- [Textausschnitt]:

Das Schild am Firmensitz in Hillen ist demontiert, auf der Homepage der gemeinnützigen GmbH zu lesen: „Danke für ihre Treue.“ Jetzt wird in einem laufenden Strafprozess um mehr als 100 Übergriffe auf drei Kinder im Ruhrgebiet zufällig bekannt: Der geständige Angeklagte (33) ist der Ex-Inhaber der Recklinghäuser Beratungsfirma für Kinder- und Jugendhilfe.
Nach der erschütternden Missbrauchsserie hat die Staatsanwaltschaft am Bochumer Landgericht zuletzt neuneinhalb Jahre Haft für den 33-Jährigen beantragt.

- [Datenauszüge]:
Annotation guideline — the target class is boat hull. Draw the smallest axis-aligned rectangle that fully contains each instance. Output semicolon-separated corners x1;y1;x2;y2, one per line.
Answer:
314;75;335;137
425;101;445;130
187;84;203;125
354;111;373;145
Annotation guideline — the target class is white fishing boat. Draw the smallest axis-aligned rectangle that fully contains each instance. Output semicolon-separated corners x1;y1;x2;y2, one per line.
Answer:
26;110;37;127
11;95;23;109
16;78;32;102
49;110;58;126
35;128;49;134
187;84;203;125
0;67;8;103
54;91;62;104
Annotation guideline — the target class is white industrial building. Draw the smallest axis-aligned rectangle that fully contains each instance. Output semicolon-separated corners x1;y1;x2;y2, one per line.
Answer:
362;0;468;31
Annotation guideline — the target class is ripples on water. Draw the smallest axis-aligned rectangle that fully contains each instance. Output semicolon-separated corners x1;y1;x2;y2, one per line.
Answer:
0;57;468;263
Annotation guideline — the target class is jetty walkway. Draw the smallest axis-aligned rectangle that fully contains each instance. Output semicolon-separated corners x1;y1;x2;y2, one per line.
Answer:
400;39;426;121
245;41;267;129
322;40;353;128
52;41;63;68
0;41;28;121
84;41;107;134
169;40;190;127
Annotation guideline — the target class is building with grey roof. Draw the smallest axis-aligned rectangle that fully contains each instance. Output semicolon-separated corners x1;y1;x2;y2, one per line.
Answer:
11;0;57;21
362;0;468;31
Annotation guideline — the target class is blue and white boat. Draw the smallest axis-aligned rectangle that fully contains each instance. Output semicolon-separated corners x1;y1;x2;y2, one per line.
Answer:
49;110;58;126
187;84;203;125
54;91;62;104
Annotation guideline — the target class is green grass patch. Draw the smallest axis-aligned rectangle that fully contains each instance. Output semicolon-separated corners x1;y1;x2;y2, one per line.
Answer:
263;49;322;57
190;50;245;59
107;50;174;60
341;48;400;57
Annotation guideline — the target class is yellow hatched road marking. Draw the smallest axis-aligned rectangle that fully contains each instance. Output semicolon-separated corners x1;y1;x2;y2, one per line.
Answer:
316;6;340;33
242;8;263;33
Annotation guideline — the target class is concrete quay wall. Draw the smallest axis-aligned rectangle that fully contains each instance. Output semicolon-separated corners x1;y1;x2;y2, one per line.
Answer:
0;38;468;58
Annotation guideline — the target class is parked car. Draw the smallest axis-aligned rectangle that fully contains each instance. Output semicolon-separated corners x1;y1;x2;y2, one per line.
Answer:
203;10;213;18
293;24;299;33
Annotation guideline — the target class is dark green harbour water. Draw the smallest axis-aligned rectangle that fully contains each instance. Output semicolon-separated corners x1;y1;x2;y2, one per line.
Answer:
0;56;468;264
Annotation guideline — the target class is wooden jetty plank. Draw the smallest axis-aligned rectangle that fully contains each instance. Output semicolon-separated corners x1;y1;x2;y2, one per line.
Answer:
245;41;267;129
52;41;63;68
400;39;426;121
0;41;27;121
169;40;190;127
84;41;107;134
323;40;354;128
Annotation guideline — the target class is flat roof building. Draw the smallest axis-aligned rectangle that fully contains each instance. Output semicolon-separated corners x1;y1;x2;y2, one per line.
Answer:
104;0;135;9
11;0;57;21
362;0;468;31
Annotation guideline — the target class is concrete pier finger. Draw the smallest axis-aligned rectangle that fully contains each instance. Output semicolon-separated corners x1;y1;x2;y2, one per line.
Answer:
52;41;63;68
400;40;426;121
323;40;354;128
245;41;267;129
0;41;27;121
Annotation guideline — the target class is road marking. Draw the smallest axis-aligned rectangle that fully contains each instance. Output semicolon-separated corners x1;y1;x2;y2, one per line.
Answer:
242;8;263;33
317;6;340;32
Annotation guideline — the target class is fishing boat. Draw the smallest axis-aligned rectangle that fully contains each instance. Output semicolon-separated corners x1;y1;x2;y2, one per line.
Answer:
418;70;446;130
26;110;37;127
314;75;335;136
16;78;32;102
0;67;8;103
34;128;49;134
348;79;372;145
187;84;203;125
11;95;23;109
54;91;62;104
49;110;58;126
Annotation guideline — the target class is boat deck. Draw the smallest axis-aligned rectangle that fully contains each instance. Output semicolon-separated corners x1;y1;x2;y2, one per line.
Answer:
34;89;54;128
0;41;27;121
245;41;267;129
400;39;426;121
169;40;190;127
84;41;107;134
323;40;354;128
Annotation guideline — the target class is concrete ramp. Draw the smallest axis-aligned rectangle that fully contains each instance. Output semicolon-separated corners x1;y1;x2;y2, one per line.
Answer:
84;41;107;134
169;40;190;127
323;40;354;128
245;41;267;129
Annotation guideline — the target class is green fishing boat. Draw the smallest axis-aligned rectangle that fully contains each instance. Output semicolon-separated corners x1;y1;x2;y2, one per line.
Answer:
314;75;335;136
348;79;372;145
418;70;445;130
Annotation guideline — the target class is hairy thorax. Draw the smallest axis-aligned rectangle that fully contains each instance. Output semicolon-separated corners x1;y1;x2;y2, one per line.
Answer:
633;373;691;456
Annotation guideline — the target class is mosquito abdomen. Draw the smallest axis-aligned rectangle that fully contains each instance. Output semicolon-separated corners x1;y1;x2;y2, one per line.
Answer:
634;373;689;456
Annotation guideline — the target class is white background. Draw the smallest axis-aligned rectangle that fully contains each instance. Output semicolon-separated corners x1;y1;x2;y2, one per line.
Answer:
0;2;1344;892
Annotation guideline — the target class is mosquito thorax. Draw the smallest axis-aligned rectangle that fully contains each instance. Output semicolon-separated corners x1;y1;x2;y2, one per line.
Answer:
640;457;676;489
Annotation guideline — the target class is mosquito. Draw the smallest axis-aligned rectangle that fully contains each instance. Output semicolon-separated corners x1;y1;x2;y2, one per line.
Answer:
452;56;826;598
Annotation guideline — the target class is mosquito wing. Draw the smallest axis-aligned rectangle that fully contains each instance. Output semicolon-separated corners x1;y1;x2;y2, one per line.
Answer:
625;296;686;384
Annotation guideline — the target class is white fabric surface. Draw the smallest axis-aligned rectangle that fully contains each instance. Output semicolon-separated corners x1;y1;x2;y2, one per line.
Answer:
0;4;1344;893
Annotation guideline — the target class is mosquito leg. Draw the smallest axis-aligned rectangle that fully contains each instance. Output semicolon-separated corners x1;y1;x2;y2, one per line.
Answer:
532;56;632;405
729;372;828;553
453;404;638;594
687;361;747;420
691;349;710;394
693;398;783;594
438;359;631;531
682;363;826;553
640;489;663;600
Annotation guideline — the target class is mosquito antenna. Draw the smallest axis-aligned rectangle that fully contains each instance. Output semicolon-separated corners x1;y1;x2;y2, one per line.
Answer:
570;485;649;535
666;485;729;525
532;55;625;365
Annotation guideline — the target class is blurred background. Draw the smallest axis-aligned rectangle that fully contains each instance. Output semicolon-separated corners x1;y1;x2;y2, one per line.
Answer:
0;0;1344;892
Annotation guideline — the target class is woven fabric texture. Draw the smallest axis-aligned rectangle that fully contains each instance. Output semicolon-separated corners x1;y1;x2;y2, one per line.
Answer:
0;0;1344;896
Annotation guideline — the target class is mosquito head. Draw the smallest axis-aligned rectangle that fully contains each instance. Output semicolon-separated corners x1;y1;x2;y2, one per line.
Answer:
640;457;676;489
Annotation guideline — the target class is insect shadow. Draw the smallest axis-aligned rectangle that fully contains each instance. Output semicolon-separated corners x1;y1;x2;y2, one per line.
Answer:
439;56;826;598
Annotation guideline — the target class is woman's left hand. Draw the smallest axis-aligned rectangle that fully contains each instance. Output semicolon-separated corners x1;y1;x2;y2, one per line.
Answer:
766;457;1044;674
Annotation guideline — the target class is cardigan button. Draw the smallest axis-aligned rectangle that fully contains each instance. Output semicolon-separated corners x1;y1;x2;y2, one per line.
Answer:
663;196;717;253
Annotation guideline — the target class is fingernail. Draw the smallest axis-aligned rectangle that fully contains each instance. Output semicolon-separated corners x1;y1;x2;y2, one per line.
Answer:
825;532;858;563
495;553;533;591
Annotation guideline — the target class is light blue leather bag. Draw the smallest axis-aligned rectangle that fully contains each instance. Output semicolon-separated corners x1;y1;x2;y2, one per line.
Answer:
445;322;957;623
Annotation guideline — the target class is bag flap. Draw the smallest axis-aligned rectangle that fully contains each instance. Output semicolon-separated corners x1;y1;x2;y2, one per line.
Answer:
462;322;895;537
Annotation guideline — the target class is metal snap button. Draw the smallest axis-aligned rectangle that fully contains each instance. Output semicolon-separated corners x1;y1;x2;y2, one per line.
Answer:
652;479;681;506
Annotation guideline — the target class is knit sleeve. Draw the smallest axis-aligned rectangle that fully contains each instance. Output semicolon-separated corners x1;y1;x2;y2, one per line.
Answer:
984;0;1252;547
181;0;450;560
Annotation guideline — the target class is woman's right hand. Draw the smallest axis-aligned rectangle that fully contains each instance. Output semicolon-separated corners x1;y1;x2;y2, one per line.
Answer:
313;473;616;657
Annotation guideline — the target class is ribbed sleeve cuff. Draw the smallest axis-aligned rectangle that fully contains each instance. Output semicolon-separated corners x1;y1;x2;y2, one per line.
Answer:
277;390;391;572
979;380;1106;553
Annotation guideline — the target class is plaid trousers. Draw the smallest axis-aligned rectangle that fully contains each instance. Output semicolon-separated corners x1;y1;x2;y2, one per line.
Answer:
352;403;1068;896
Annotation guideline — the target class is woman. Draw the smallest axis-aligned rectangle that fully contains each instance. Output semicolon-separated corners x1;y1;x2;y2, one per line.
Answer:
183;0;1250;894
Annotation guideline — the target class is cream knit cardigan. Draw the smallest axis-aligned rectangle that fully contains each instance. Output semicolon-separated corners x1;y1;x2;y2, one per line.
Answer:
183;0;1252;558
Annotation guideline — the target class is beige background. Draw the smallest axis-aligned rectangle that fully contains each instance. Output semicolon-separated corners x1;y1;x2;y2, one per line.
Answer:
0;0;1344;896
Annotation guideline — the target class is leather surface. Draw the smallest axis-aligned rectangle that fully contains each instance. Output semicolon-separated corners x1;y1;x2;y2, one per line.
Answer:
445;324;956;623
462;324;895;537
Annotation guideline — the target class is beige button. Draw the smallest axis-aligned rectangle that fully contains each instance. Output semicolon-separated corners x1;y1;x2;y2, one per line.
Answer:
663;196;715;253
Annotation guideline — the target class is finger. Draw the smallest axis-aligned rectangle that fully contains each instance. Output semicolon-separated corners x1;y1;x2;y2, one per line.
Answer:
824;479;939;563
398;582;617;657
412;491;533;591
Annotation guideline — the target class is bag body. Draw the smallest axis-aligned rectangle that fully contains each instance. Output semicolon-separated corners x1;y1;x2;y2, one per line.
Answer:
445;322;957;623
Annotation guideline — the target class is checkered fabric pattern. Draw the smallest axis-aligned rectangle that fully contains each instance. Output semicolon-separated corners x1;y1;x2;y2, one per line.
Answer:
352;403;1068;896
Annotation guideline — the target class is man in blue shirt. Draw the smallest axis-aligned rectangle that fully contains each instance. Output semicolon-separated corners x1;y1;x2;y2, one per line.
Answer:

- [Zu bearbeiten]:
(A) Beantworten Sie anhand des Textausschnitts:
(i) In welchem Ort hatte die Beratungsfirma ihren Sitz?
(ii) Wie viele Übergriffe auf wie viele Kinder sind Gegenstand des Strafprozesses?
(iii) An welchem Gericht hat die Staatsanwaltschaft eine Haftstrafe beantragt?
(B) Geben Sie aus dem Textausschnitt die Stelle wieder, die mit „Das Schild am“ beginnt und mit „den 33-Jährigen beantragt.“ endet.
Die Zeilen sind hier nicht nötig.

- [Ergebnisse je Aufgabe]:
(A)
(i) In Hillen.
(ii) Mehr als 100 Übergriffe auf drei Kinder.
(iii) Am Bochumer Landgericht.

(B)
Das Schild am Firmensitz in Hillen ist demontiert, auf der Homepage der gemeinnützigen GmbH zu lesen: „Danke für ihre Treue.“ Jetzt wird in einem laufenden Strafprozess um mehr als 100 Übergriffe auf drei Kinder im Ruhrgebiet zufällig bekannt: Der geständige Angeklagte (33) ist der Ex-Inhaber der Recklinghäuser Beratungsfirma für Kinder- und Jugendhilfe.
Nach der erschütternden Missbrauchsserie hat die Staatsanwaltschaft am Bochumer Landgericht zuletzt neuneinhalb Jahre Haft für den 33-Jährigen beantragt.